### Input material
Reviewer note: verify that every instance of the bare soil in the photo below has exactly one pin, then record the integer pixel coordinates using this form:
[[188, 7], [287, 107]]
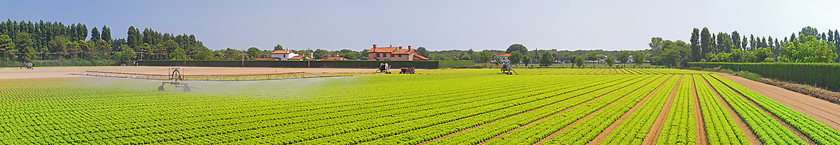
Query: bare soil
[[621, 119], [67, 72], [818, 109], [751, 137], [549, 116], [660, 120], [590, 114], [699, 124], [788, 126]]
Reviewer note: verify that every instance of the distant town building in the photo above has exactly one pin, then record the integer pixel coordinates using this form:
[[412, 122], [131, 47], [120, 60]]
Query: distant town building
[[298, 58], [266, 59], [503, 56], [283, 54], [394, 53]]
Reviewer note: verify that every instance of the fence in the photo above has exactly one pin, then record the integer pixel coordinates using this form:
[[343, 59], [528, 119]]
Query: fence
[[296, 64]]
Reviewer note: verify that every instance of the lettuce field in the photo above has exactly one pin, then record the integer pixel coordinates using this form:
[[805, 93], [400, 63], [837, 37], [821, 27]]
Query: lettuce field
[[445, 106]]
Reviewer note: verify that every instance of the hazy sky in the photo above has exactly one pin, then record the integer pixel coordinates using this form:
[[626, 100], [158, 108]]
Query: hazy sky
[[435, 24]]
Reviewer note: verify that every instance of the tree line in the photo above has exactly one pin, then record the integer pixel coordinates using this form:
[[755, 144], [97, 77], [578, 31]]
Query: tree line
[[809, 46]]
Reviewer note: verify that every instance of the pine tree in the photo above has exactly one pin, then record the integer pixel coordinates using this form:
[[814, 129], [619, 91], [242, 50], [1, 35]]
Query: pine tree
[[94, 34]]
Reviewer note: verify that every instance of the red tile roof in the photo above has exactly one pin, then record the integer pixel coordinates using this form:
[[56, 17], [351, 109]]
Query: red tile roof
[[265, 58], [281, 52], [334, 58]]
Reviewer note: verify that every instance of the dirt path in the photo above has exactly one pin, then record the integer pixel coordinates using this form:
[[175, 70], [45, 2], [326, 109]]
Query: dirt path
[[593, 113], [821, 110], [788, 126], [603, 135], [699, 124], [738, 120], [471, 128], [66, 72], [549, 116], [660, 120]]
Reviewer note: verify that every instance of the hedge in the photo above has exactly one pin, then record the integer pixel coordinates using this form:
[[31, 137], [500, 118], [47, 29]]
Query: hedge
[[63, 62], [455, 63], [821, 74], [296, 64]]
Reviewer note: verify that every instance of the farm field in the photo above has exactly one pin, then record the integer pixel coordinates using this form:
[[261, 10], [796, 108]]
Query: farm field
[[445, 106]]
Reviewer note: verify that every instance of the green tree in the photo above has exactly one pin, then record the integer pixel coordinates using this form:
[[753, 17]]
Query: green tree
[[736, 40], [278, 47], [170, 46], [696, 52], [623, 57], [422, 51], [106, 34], [517, 47], [485, 56], [546, 59], [705, 42], [809, 31], [515, 57], [7, 47], [24, 45], [639, 57], [58, 45], [656, 48], [134, 37], [178, 54], [593, 56], [579, 61], [253, 52], [94, 34], [320, 54], [350, 56], [126, 55], [526, 60], [807, 49]]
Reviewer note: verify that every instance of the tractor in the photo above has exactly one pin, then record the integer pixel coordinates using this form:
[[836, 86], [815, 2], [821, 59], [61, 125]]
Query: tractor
[[407, 70], [177, 80], [384, 68]]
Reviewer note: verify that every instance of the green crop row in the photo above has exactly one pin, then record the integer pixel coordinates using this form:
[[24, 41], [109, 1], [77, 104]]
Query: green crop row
[[635, 128], [720, 127], [764, 126], [542, 129], [679, 126], [368, 131], [564, 71], [815, 130], [429, 133], [822, 74], [488, 131]]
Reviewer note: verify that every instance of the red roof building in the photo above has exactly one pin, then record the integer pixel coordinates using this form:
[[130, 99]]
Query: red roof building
[[394, 53], [334, 58]]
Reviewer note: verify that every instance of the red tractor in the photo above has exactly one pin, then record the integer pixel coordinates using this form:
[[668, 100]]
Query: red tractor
[[407, 70]]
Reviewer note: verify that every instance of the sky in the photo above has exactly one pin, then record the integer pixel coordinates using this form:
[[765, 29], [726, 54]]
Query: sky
[[435, 24]]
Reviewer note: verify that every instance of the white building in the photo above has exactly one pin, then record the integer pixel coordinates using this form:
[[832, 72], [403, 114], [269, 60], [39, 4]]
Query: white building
[[283, 54]]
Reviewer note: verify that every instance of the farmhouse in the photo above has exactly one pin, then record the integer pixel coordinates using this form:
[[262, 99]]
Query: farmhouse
[[334, 58], [503, 56], [394, 53], [283, 54]]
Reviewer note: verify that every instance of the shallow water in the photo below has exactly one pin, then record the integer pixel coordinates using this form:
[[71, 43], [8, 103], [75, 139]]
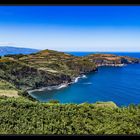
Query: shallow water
[[118, 84]]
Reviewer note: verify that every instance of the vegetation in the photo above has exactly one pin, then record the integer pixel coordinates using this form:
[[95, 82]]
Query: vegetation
[[21, 116]]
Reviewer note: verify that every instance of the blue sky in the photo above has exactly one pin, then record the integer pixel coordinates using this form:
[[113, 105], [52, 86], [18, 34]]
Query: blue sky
[[71, 28]]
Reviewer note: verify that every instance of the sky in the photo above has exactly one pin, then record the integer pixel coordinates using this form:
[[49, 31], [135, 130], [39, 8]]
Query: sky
[[71, 28]]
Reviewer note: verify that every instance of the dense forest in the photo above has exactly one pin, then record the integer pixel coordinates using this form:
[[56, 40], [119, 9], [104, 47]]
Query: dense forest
[[21, 116]]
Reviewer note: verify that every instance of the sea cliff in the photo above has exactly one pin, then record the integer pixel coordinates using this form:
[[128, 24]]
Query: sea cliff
[[50, 68]]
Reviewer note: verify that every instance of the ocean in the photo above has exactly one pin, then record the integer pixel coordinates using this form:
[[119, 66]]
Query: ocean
[[118, 84]]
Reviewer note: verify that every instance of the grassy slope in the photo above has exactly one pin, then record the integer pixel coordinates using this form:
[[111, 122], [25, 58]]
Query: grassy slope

### Task requirements
In the listing above, locate the line containing "Query: pine tree" and the line containing "[[753, 17]]". Transcribe those two lines and everything between them, exactly as written.

### Result of the exercise
Query: pine tree
[[94, 34]]
Reviewer note: verify that every instance of the red tile roof in the photo above has exactly one pin, then record the integer pixel coordinates using this form:
[[56, 17], [351, 109]]
Query: red tile roof
[[265, 58], [281, 52], [334, 58]]
Reviewer note: verify that every instance of the dirt path in the photo above has exactly one pin, then record the integer pixel coordinates using this form:
[[175, 70], [45, 2], [326, 109]]
Query: dirt path
[[593, 113], [821, 110], [788, 126], [603, 135], [699, 124], [738, 120], [471, 128], [66, 72], [549, 116], [660, 120]]
Reviewer note: verify that every instance of the hedge in the photo above has exactly one pin, then record the integer pixel coordinates using this form:
[[31, 137], [500, 118], [47, 29]]
Query: hedge
[[63, 62], [455, 63], [821, 74], [296, 64]]
Reviewer note: verify that every instance of the farm field in the photo above has exactly one pin, then record the integer pixel coordinates using this form:
[[261, 10], [796, 108]]
Query: farm field
[[445, 106]]
Reviewer note: verify that every instance of the green tree in the photo above has exactly one pin, then record the integer pixel coordinates using this form:
[[753, 17]]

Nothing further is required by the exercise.